● **Data excerpts**
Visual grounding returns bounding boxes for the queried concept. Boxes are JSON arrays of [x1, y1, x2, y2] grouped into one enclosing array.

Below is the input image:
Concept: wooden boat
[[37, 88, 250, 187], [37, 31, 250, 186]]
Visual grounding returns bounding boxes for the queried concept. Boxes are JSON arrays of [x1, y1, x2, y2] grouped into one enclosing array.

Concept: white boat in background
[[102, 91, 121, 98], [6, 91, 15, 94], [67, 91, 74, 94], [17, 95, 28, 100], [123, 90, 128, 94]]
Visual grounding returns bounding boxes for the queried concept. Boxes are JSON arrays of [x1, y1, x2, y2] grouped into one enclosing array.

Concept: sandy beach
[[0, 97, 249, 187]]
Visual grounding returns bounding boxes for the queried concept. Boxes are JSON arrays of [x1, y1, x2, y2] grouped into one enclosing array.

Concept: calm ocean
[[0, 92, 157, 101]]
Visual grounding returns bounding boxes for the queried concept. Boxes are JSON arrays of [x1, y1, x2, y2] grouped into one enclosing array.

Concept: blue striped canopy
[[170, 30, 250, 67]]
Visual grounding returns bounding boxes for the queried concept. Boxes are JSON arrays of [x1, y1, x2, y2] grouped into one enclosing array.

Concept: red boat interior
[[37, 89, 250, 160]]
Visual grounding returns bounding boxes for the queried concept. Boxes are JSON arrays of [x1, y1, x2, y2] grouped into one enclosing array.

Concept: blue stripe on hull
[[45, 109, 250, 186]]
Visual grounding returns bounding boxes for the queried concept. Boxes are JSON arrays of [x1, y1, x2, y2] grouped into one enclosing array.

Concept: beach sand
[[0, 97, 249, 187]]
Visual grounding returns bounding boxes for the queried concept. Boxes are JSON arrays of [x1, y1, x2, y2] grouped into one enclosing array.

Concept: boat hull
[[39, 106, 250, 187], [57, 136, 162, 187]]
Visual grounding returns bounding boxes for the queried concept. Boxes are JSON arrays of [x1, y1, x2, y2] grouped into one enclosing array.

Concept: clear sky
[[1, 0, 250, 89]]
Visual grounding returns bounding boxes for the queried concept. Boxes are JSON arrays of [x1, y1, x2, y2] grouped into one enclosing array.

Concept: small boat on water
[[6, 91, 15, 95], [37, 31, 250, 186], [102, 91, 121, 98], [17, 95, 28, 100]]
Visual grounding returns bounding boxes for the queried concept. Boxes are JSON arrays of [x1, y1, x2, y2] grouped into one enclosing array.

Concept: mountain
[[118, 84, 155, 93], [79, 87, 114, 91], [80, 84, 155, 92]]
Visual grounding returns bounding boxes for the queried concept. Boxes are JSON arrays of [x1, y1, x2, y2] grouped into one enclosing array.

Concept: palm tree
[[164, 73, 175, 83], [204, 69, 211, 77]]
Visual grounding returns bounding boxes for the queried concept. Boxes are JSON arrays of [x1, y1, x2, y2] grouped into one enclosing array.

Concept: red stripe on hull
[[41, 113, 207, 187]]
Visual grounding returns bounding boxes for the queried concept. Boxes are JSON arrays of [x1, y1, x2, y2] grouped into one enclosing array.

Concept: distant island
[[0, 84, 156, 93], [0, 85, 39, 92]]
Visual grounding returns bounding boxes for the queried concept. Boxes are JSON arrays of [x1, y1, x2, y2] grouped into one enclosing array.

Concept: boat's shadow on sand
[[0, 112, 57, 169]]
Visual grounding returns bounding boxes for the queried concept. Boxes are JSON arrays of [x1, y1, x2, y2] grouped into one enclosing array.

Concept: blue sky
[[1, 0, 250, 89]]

● **Work task**
Print all of the data exactly as it stands above.

● **Output**
Visual grounding returns bounding boxes for the queried concept. Boxes are JSON arrays of [x1, y1, x2, y2] grouped into one enclosing array.

Below is the input image:
Concept: wooden boat
[[37, 88, 250, 187], [37, 31, 250, 186]]
Visual grounding returns bounding boxes for the queried concept. Boxes are JSON arrays of [x1, y1, x2, y2] grouped into one enclosing array.

Concept: white boat in background
[[102, 91, 121, 98], [6, 91, 15, 94], [67, 91, 74, 94], [17, 95, 28, 100], [123, 90, 128, 94]]
Visual grounding returns bounding boxes for the queried concept. Boxes are JSON arrays of [x1, y1, x2, y2] grouped into one enclosing array.

Concept: sandy beach
[[0, 97, 249, 187]]
Visual grounding returns bounding boxes for the queried concept. Boxes are JSON arrays of [x1, y1, x2, y2] grouped into one enclosing array.

Concept: calm ocean
[[0, 92, 157, 101]]
Visual grounding returns bounding boxes for the queried concept. Boxes are JSON arrays of [x1, y1, x2, y2] grouped into one enclosing array.

Concept: blue striped canopy
[[170, 30, 250, 67]]
Visual grounding returns bounding boxes for the queried concept. Boxes are JSON arrays of [x1, y1, x2, y2] grouped into one enclosing array.

Concept: red boat interior
[[37, 89, 250, 160]]
Visual grounding returns bounding boxes for the queried concept. Boxes are JSON arrays of [x1, y1, x2, y2] grouped into one enclosing array.

Concept: blue stripe on hull
[[45, 109, 250, 186]]
Visual grounding returns bounding boxes for the queried concept. Boxes are JSON arrays of [x1, y1, x2, y2] grouped into one enclosing array.

Concept: beach sand
[[0, 97, 249, 187]]
Visual grounding returns bounding boxes for the queried concept. Boxes are JSON arrays of [x1, y1, x2, y2] grouped into one enclosing array.

Concept: boat hull
[[39, 106, 250, 187], [57, 136, 162, 187]]
Visual grounding returns bounding boxes for the queried concept. Boxes are JSON arrays of [x1, y1, x2, y2] grouped into one enclosing array.

Concept: clear sky
[[1, 0, 250, 89]]
Visual grounding returns bounding boxes for the queried concept. Boxes are JSON arrays of [x1, y1, x2, y2] grouped into one enclosing array.

Concept: small boat on water
[[6, 91, 15, 95], [37, 31, 250, 186], [102, 91, 121, 98], [17, 95, 28, 100]]
Visual grounding returns bounding boxes for the queried concept. Boxes are JSON arrays of [x1, y1, x2, y2] grouped into one enclosing array.

Concept: mountain
[[118, 84, 155, 93], [79, 87, 114, 91], [80, 84, 155, 92]]
Visual grounding returns bounding boxes for the queried concept. Boxes are JSON arrays of [x1, y1, x2, y2] grouped into one enclosing array.

Concept: palm tree
[[164, 73, 175, 83], [204, 69, 211, 77]]
Visual grounding returns bounding boxes for the queried concept. Boxes are JSON arrays of [x1, y1, x2, y2] grouped into one enclosing array.

Concept: red stripe on hull
[[41, 113, 207, 187]]
Visual grounding returns bounding boxes for the queried concept. Boxes are JSON arrays of [x1, y1, x2, y2] grouped into one enclosing array.

Concept: distant island
[[0, 84, 156, 93], [0, 85, 39, 92]]
Visual grounding returns bounding boxes for the queried concept. Boxes are JSON arrays of [x1, y1, x2, y2] grouped into one enclosing array.

Concept: boat's shadow on sand
[[0, 112, 57, 169]]
Visual grounding returns bounding boxes for the queried concept. Boxes are JSON arrays of [x1, y1, x2, y2] grouped into one enclosing array.

Concept: blue sky
[[1, 0, 250, 89]]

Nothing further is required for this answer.